PROMPT 1: Retype the passage from the Libron text between "In 1855, the" and "over the other.", inclusive.
PROMPT 2: Extend the text about the Ouvrages du Libron on the Canal du Midi, picking up right after its last sentence.

SOURCE EXTRACT:
__________

The Canal du Midi was opened in 1681, a year after the death of its designer and implementer Pierre-Paul Riquet. Between its opening and the creation of the Ouvrages du Libron, the Libron would periodically overflow and fill the canal with silt and debris. During periods of flooding, a special flush-walled barge would be placed in the canal, like a raft, with high walls on either end, forming a large walled area that would allow the Libron to flow over the canal without depositing its silt and trash. Canal traffic was unable to pass whilst the barge was in place and would have to wait for the flood to recede and the barge to be removed.

In 1855, the Ouvrages du Libron (Works of Libron) were built to better allow the two streams to coexist. The engineer Urbain Maguès designed a structure that allowed the Libron to be directed in such a way as to allow a canal boat to safely pass and to limit the mud and debris being deposited into the canal by the flooding river.

==Operation==
The Libron can be either a dry bed, or a tranquil stream, or a torrent caused by melting snow and heavy rains. During light volume, the Libron flows through a culvert beneath the intersection. During times of heavy runoff, the Libron carries significant amounts of silt and vegetation. The surface levels of the two streams are very similar during normal circumstances. This intersection at such close levels would not allow for an aqueduct or any other usual means of passing, one stream over the other.

__________

DATA EXCERPTS:
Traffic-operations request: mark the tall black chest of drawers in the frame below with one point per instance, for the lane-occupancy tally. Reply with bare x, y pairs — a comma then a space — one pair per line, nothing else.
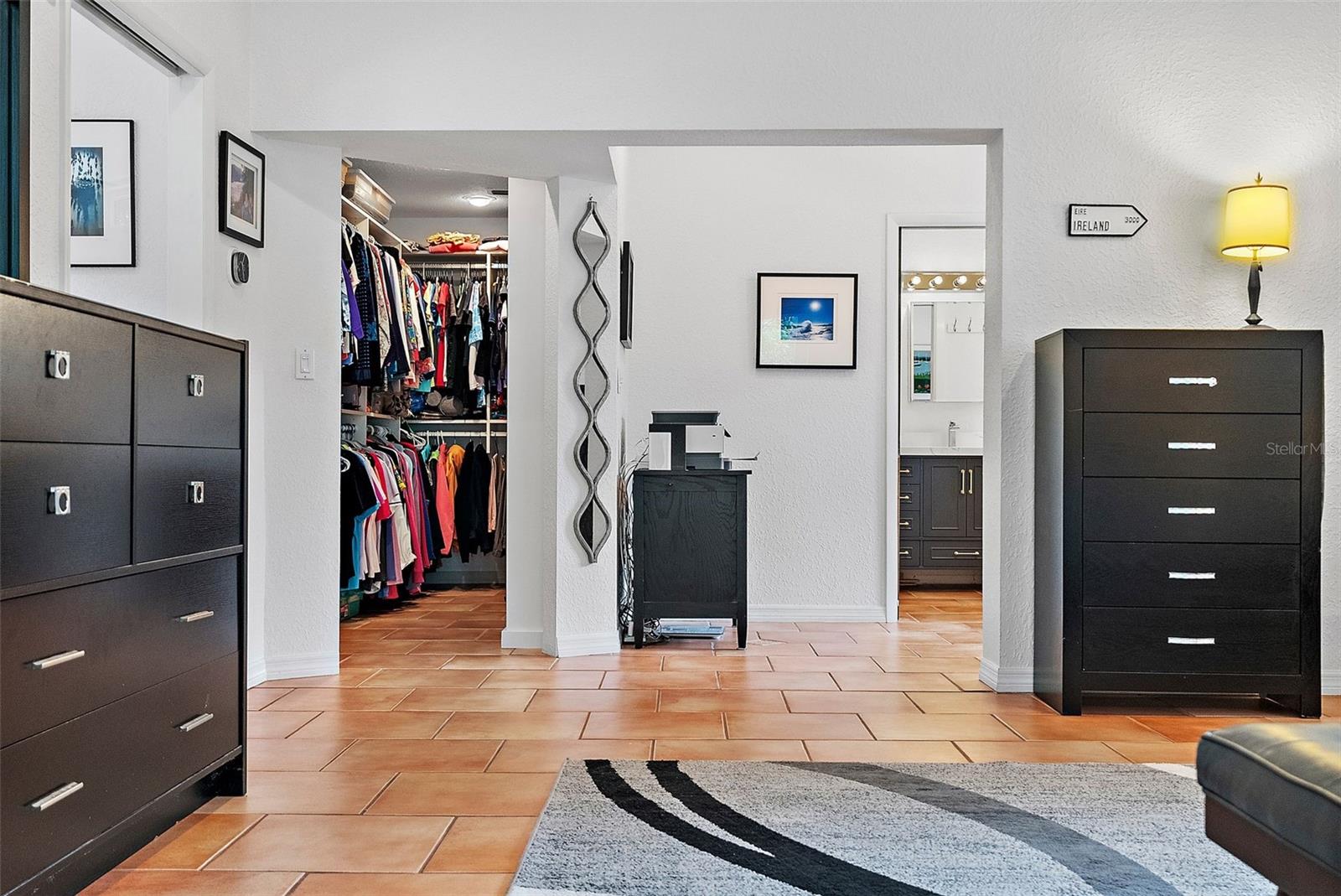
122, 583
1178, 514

__________

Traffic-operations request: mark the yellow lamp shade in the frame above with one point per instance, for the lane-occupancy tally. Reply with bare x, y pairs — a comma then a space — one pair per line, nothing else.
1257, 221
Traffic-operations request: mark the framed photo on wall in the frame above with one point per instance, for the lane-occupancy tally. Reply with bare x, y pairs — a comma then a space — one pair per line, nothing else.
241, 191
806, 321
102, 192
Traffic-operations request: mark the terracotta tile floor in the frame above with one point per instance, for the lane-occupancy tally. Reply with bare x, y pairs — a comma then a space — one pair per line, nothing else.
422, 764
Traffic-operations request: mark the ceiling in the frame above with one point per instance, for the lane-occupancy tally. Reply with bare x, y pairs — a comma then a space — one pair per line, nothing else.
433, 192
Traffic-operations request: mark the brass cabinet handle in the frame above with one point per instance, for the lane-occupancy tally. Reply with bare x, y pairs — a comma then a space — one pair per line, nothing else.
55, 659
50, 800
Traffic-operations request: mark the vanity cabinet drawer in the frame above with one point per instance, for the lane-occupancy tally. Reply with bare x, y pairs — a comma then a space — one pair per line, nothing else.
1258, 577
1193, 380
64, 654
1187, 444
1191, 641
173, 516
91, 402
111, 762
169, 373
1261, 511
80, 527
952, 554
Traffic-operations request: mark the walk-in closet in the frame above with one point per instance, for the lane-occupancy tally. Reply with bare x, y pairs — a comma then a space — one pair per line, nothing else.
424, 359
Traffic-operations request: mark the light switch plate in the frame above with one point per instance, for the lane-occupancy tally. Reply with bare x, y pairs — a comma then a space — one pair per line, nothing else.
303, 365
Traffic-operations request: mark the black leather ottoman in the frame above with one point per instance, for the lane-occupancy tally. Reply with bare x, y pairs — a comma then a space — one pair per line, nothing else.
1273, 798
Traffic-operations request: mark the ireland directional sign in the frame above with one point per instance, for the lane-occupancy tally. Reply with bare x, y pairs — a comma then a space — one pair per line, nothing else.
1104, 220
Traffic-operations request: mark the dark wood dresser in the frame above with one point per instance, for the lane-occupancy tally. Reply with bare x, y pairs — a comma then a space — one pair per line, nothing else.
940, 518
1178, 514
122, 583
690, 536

__________

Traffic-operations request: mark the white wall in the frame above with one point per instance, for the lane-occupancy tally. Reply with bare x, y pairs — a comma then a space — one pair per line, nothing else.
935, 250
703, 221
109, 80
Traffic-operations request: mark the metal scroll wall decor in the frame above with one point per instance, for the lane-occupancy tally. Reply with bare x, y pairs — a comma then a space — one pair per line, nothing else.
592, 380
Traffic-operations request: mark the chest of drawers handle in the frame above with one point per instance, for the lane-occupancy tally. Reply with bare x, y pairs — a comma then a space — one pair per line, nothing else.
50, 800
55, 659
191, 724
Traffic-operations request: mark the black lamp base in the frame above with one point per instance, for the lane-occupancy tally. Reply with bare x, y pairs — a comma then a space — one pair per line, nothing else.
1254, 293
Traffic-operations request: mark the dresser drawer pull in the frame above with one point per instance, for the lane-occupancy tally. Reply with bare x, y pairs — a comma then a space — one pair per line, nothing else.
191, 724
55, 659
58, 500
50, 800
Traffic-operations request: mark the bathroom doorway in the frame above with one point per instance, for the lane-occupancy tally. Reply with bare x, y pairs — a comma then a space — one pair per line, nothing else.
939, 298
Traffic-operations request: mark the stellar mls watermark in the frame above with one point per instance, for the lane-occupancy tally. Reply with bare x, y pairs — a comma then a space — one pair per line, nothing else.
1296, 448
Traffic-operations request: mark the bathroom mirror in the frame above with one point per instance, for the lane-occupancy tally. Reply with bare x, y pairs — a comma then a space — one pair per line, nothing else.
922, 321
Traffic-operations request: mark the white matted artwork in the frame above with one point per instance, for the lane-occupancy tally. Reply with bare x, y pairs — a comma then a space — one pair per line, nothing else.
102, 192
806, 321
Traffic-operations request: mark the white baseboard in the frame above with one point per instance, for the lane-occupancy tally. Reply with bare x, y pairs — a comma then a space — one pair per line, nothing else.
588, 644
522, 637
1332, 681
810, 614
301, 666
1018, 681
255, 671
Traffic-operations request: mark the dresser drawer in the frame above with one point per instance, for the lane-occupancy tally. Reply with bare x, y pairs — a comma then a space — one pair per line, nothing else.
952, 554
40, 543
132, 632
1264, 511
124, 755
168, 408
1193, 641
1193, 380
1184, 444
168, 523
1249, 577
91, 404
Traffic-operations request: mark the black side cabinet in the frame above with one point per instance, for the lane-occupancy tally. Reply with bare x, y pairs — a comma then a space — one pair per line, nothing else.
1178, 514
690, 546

__________

EXPECTED OUTPUT 1:
In 1855, the Ouvrages du Libron (Works of Libron) were built to better allow the two streams to coexist. The engineer Urbain Maguès designed a structure that allowed the Libron to be directed in such a way as to allow a canal boat to safely pass and to limit the mud and debris being deposited into the canal by the flooding river.

==Operation==
The Libron can be either a dry bed, or a tranquil stream, or a torrent caused by melting snow and heavy rains. During light volume, the Libron flows through a culvert beneath the intersection. During times of heavy runoff, the Libron carries significant amounts of silt and vegetation. The surface levels of the two streams are very similar during normal circumstances. This intersection at such close levels would not allow for an aqueduct or any other usual means of passing, one stream over the other.

EXPECTED OUTPUT 2:
The river bed of the Libron was modified so that the stream would split into two paths as it approached the Canal du Midi. The paths crossed the canal through the Ouvrages du Libron, consisting of six "gates" on each side of a "protected area" 30.5 m in length.

In a flooding situation, the Libron crosses the Canal du Midi in two bodies. Each body passes through the "works" through six gates opening into six sluice bodies. Each sluice is made up of three portions of walls. The river comes into the works, when the sliding gate is up, and is bounded by the stone walls of the "works", then by walls that have been slid into place over the canal body, and finally the stone walls on the exiting side.

The bed of the Libron was set close to the normal level of the surface of the Canal du Midi at the crossing. Thus the beds of the sluices across the canal lie almost on the water surface of the canal.

The works allowed the river path nearest an approaching boat to be stopped for a period of time to allow a canal boat to cross through that area and rest for a time in the "protected area" between the two paths. The river path behind the boat would now be returned to flow and the path in front of the boat is halted. The boat can now cross this second path without interference.

The Libron River is in the French department of Hérault in the Languedoc-Roussillon region and flows into the Mediterranean.